[THE TASK] Your task is to write out the complete listing exactly as it is shown.

[Items from a data source]
↓↓↓
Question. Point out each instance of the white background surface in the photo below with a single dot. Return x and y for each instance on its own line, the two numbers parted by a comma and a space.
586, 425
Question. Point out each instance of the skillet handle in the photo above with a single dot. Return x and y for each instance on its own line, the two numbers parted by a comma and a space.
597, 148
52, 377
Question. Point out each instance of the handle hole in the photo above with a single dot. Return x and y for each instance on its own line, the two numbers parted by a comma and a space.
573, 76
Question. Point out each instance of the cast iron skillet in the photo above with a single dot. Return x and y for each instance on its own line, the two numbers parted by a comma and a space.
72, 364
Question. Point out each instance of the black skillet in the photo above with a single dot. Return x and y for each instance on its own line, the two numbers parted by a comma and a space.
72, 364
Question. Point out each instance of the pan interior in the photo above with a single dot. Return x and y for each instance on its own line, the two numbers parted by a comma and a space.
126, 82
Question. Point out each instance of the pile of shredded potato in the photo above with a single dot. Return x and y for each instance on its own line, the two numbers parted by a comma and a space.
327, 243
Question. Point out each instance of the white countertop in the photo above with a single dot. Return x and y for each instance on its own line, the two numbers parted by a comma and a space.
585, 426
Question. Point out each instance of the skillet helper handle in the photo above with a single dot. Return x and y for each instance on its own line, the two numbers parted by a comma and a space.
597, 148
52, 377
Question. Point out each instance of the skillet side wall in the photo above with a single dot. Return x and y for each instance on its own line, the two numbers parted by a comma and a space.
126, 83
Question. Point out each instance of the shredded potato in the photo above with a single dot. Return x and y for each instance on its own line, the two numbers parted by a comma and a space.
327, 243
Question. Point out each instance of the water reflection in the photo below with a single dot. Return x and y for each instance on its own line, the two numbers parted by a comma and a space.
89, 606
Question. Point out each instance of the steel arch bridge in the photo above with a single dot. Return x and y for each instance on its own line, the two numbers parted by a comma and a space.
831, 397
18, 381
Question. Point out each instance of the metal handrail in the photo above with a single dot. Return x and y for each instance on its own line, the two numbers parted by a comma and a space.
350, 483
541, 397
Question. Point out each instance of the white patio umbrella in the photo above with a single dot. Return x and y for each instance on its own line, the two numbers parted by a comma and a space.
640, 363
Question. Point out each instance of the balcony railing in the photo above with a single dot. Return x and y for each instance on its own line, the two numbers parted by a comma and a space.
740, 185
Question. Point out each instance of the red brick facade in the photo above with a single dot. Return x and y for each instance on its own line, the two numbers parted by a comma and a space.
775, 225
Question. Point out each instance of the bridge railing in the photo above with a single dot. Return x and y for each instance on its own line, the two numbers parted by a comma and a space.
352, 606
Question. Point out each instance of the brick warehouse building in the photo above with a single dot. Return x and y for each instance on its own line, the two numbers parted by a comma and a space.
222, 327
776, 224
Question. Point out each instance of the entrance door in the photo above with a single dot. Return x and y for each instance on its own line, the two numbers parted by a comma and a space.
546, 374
↑↑↑
[CORRECT OUTPUT]
Question. Point out each instance of the white background surface in the photo below with a single dot. Return x and y for each instance on its own line, the two numbers parted by a comma and a space.
586, 425
Question. Point out each instance of the skillet handle in the photo above with a single dot. Return x and y for each instance on its own line, the two numbers parted by a comma and a space.
597, 148
52, 377
Question. Point out each instance of the handle hole in the photo above with a single dot. Return x and y for each instance on its own line, the two numbers parted by a comma and a space.
573, 76
Question. Point out each instance of the cast iron skillet in the photo above with a single dot. Return x and y for each instance on its own line, the two numbers parted by a comma and a space.
72, 364
Question. Point out each instance of the black skillet in the photo above with a single dot. Return x and y for each instance on its own line, the two numbers parted by a comma and a space.
72, 364
Question. Point out each instance of the pan interior in the photo above with a single dot. Return x and y for each instance on its own line, the two numbers parted by a comma and a space.
126, 82
Question. Point out each instance of the pile of shredded potato in the photo above with a single dot. Return x and y for each instance on its own line, the two numbers parted by a comma and a space.
327, 243
Question. Point out each instance of the white countertop in the photo above with a single dot. Return x and y for each instance on its own line, the two numbers parted by a comma and a space.
585, 426
Question. Point out each instance of the skillet helper handle in the photo above with a single dot. Return x and y for each instance on its own line, the two numbers parted by a comma and a space.
597, 148
52, 377
Question. Point out each instance of the skillet side wall in the photo above with a single dot. Return x and y for each instance on its own line, the two numbers parted by a comma and a space.
126, 83
Question. Point out each instance of the shredded potato in the photo above with a single dot. Return x and y for each instance on its own line, the two numbers parted by a comma and a space.
327, 243
Question. Point out each instance of the water reflection in the photo below with a single dot. Return x and y for each instance on its own line, the two numbers parted by a comma and a space.
89, 606
Question. Point out each instance of the steel arch bridge in the photo above with a single dot. Return x and y for each instance on its own line, the two numbers parted by a comma and a space.
831, 397
18, 381
Question. Point out each instance of the metal handrail in the photo above with a single dot. Return x and y for each instance on its own line, the two numbers parted by a comma and a space.
350, 483
541, 397
Question. Point out each instance of the white patio umbrella in the photo above with a single dot. Return x and y for each instance on its own line, the two numbers parted by a comma and a space.
640, 363
Question. Point out each instance of the balcony railing in the photo above with a single dot. Return x and y for each instance on its own line, the two numbers parted by a comma and a space.
740, 185
Question. Point out each instance of the red brick facade in the photo above with a single dot. Return x and y for each instance on its own line, the two numbers parted by a comma and a space.
775, 225
Question. Point out each instance of the bridge railing in the photo above with a single dot. Return x and y for each instance on its own line, the two numbers parted by a comma and a space.
352, 606
Question. Point out each instance of the brick warehouse building in the photo above with a single dot. Return x and y for each instance on its own line, the two numbers parted by a comma and a space.
222, 327
776, 224
Question. Point out each instance of the entrance door in the photo above with a single dot. Return x and y for each instance on its own line, the two numbers parted by a comma and a space.
546, 374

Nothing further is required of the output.